■ Extracted entries
○ ○ ○ ○

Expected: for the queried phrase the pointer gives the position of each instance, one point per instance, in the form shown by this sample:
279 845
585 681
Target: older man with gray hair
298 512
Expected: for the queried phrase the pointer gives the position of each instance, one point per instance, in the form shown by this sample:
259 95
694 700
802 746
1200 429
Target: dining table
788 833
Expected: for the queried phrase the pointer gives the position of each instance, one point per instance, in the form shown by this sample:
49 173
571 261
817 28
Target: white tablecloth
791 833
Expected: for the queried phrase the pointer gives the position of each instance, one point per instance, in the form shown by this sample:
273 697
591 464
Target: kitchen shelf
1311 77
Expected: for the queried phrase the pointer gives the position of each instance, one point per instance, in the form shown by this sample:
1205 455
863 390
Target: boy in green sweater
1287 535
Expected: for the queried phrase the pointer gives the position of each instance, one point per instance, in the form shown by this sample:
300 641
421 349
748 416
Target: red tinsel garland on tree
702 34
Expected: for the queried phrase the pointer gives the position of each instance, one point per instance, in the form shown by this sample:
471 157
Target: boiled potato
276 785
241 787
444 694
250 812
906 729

○ ○ ○ ○

■ Work to be completed
In full, transcribe each entry of the material exactly.

■ Task output
Expected: for the queried phrase the pointer gives the position of each instance, one point per instance, in the form shown by this sample:
279 845
585 681
Target: older man with gray hair
298 512
Expected: for the queried phrase the pointer gives the position of each instance, one point per instance, in the form shown by this sample:
259 95
694 700
802 746
1200 429
Target: dining table
788 833
Expected: for the queried phrase the pointer gives the position of each instance, one point per instance, in the form shown by this sample:
49 173
571 261
817 28
Target: white tablecloth
791 833
Expected: for the queried phrase the pointer gives the position of each instance, one point per instance, in the form shown by this sample:
273 697
591 464
Target: kitchen shelf
1311 77
Expected: for the queried phrase the pointer gives the position of each instance, one point per instance, in the form shown by this sample:
1205 455
863 390
Target: boy in green sweater
1287 535
Expected: for the queried phrase the pointer gives the position of each instance, one point per instance, in the form shown by this sample:
300 641
421 349
748 416
Target: red tinsel garland on tree
702 34
Expected: for the queried phrase the pointer gives the position of each instance, one point per instance, in the form shown by this sample:
471 157
Target: boiled potato
276 785
241 787
444 694
250 812
906 729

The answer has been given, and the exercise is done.